**Items from a data source:**
---+---
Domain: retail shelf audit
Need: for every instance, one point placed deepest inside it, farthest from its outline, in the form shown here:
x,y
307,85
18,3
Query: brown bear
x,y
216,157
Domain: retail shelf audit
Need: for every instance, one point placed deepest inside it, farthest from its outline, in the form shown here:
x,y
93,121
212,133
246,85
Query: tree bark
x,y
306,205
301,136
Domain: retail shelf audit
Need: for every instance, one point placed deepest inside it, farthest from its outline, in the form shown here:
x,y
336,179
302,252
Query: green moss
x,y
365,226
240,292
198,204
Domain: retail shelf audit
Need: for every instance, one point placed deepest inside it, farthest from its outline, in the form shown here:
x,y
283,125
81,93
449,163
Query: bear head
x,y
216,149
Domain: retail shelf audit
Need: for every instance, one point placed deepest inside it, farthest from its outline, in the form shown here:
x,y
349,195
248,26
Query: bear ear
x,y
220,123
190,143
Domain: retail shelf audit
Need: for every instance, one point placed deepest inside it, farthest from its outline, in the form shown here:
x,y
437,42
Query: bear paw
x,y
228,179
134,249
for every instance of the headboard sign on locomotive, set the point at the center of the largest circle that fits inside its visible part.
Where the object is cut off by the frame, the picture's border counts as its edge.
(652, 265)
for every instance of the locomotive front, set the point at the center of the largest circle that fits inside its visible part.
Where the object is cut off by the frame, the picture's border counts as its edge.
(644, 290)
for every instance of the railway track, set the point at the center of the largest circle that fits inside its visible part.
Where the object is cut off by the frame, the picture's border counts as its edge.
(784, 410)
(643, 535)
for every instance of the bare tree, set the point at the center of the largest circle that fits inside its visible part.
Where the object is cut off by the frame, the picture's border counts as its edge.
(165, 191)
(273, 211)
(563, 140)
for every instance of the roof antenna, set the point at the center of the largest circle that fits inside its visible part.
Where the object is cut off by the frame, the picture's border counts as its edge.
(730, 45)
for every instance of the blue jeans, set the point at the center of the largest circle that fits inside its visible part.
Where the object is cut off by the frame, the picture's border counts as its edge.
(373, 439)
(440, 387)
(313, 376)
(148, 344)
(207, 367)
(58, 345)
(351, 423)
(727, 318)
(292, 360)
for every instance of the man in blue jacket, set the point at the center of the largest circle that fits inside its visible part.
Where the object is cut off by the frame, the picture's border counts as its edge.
---+---
Your answer must be the full set of entries, copied exactly.

Domain: retail shelf audit
Need: for every instance, one point placed deepest inside it, farthest from its outline, in the form shown here:
x,y
307,85
18,3
Query: brown bear
x,y
216,157
Domain: retail shelf audit
Need: for every instance, one point placed deepest inside it, farthest from its outline, in the form shown here:
x,y
93,121
212,133
246,85
Query: tree bark
x,y
306,205
301,136
Domain: retail shelf audit
Need: for every instance, one point placed deepest inside it, farthest from its outline, in the form shown here:
x,y
336,179
302,252
Query: green moss
x,y
365,226
240,292
198,204
Domain: retail shelf audit
Need: for every instance, one point placed deepest inside it, farthest from its outline, in the form shown here:
x,y
283,125
81,93
449,163
Query: bear head
x,y
216,149
Domain: retail shelf audit
Need: for every instance, one point placed deepest inside it, farthest from its outline, in the form shown here:
x,y
349,195
248,26
Query: bear ear
x,y
220,123
190,143
Domain: retail shelf audit
Need: for every instance, one point placed deepest inside it, farthest from its outline, in the form shown here:
x,y
437,42
Query: bear paw
x,y
228,179
134,249
for every instance of the headboard sign on locomotive, set the point at the center of the largest circle that fits inside its visible part.
Where the object is cut off by the frame, the picture's border counts as its edge.
(652, 265)
for every instance of the locomotive front, set the point at the center of the largest circle that fits inside its visible part.
Where the object is cut off by the frame, the picture's border counts as its edge.
(644, 290)
for every instance of the railway track, set the point at the center of the largest circle that fits inside its visible part.
Where the object is cut off by the frame, the picture's border counts as its edge.
(784, 410)
(643, 535)
for every instance of the bare tree, set the point at the center of the largest circle that fits inside its visible part.
Where the object is cut off by the frame, the picture's border counts as its edge.
(165, 191)
(273, 211)
(563, 140)
for every instance of the roof antenna, set the point at the center of the largest circle that fits inside its visible part.
Where the object is cut off by the frame, the picture's border counts as its edge.
(730, 45)
for every instance of the blue jeans, set the point at the center of the largest circle that fits inside its visible part.
Where the object is cut off by the frame, the picture's border counts as its edge.
(373, 439)
(440, 387)
(313, 376)
(148, 344)
(207, 367)
(58, 345)
(351, 423)
(727, 318)
(292, 360)
for every instance of the man in blue jacket, set the point at the center of the largest circle that fits inside its visible part.
Where the object is cut off by the frame, the picture's border counts as its edge.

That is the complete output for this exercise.